SELECTED EXTRACT ▸
......

Equal protection under the law— sure, it sounds great in theory, but putting it into practice is a whole different can of worms. In the political and legal environment today, it may be nearly impossible to achieve.

The Founding Fathers envisioned the U.S. Supreme Court as the neutral arbiter of our tripartite system—a concept as noble as it is, quite frankly, adorable in retrospect. As Chief Justice John Marshall famously noted in Marbury v. Madison (1803), it is the “province and duty of the judicial department to say what the law is”. The implication was that they would do so without worrying about their public image or the political background of their nominators.  

As we look at the historical arc of the Court and its relationship with the Voting Rights Act (VRA), it becomes clear that while the judiciary is tasked with protecting democracy, it has also become the primary stage for the very political theatrics it was meant to rise above.  

The VRA: A Long, Bloody Road to the Ballot Box

Before we wring our hands over current confirmation hearings, it is worth remembering that the “neutral” Court hasn’t always been the hero of the story. The history of Black voting rights is a cycle of promise and catastrophic collapse. Following the brief springtime of Reconstruction, the “Nadir” of the 1890s saw literacy tests, poll taxes, and violence dismantle the 14th and 15th Amendments.  

It took the strategic brilliance of the Selma campaign and the subsequent national outrage to push the VRA into existence in 1965. The Act was a masterstroke:  

Section 5 (Preclearance): Forced jurisdictions with a history of discrimination to ask for permission before changing voting laws.  

Immediate Results: Mississippi saw Black registration jump from 6.7% to 59.8% in just two years.  

Judicial Intervention: The Court, specifically in Allen v. State Board of Elections (1969), actually helped by recognizing that “vote dilution” (gerrymandering, at-large elections) was just as harmful as outright disenfranchisement.  

The Modern “Danger to Democracy”

Fast forward to the 21st century, and the tone of the Court has shifted from legal arbiter to political battleground. Academic commentary highlights a grim reality: the confirmation process, once a relatively polite affair, has morphed into a high-stakes, hyper-polarized cage match.

......

WHAT TO DO ▸
1. In the Voting Rights Act essay, list each label that opens one of the points set out under "The Act was a masterstroke".
2. Print the passage of the Voting Rights Act essay starting at "Section 5 (Preclearance): Forced" and ending at "as outright disenfranchisement.".
The rows that come next are separate from the Voting Rights Act essay.

SUPPLIED RECORDS ▸
......

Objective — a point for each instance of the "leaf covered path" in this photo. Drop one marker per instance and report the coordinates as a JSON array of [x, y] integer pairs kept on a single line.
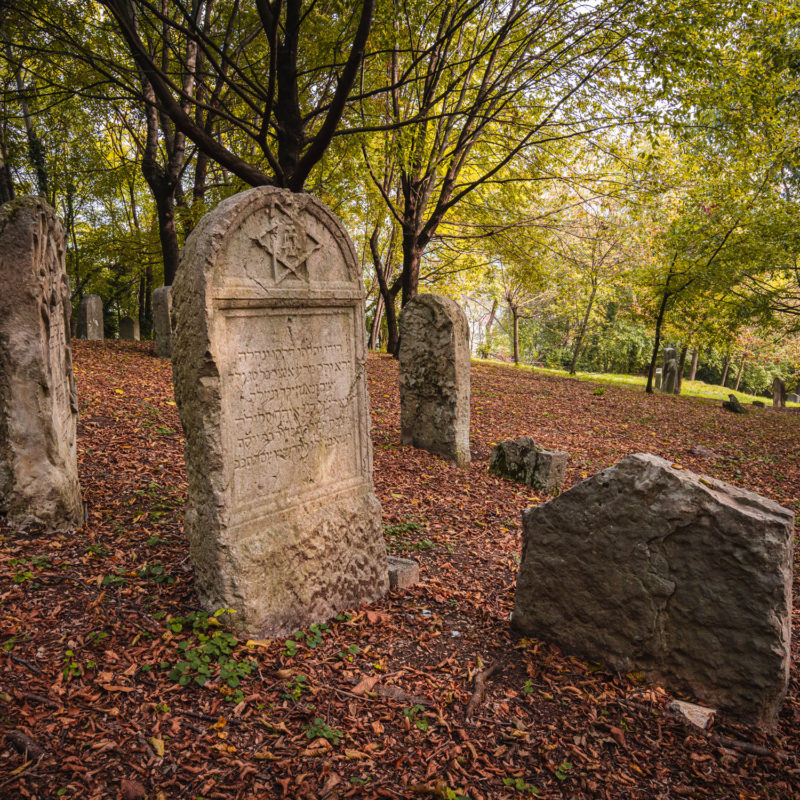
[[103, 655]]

......

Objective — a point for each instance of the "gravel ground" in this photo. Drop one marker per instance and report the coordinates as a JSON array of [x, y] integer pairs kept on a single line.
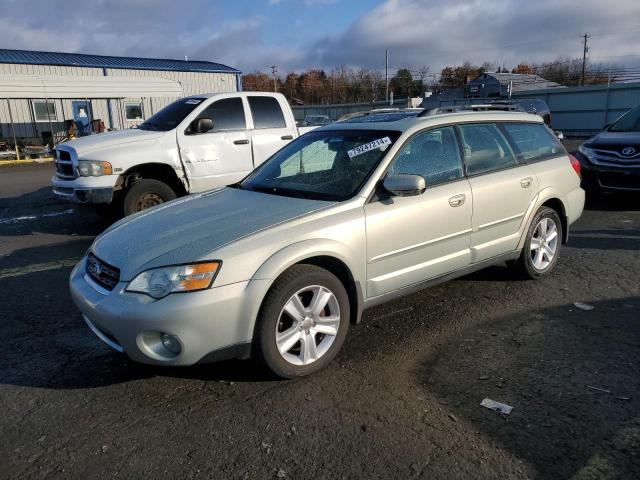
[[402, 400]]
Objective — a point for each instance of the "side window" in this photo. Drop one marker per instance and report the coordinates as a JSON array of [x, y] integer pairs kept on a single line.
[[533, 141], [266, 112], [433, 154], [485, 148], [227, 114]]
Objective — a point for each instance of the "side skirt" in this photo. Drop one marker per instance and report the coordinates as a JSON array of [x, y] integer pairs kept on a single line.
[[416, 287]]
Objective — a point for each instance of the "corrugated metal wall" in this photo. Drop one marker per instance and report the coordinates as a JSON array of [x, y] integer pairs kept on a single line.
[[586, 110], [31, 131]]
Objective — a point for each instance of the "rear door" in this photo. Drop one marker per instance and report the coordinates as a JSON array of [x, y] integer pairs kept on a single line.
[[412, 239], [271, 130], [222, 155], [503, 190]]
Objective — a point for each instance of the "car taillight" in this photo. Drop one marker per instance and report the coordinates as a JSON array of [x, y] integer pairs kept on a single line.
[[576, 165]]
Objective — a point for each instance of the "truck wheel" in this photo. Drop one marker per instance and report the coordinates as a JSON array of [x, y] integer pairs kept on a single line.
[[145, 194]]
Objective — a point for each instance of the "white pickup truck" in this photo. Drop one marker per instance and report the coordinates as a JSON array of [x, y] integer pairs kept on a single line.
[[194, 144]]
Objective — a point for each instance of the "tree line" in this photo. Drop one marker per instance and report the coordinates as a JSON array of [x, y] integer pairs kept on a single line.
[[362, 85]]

......

SOLUTIONS BY TASK ▸
1.
Section 5 (Preclearance)
Immediate Results
Judicial Intervention

2.
Section 5 (Preclearance): Forced jurisdictions with a history of discrimination to ask for permission before changing voting laws.  

Immediate Results: Mississippi saw Black registration jump from 6.7% to 59.8% in just two years.  

Judicial Intervention: The Court, specifically in Allen v. State Board of Elections (1969), actually helped by recognizing that “vote dilution” (gerrymandering, at-large elections) was just as harmful as outright disenfranchisement.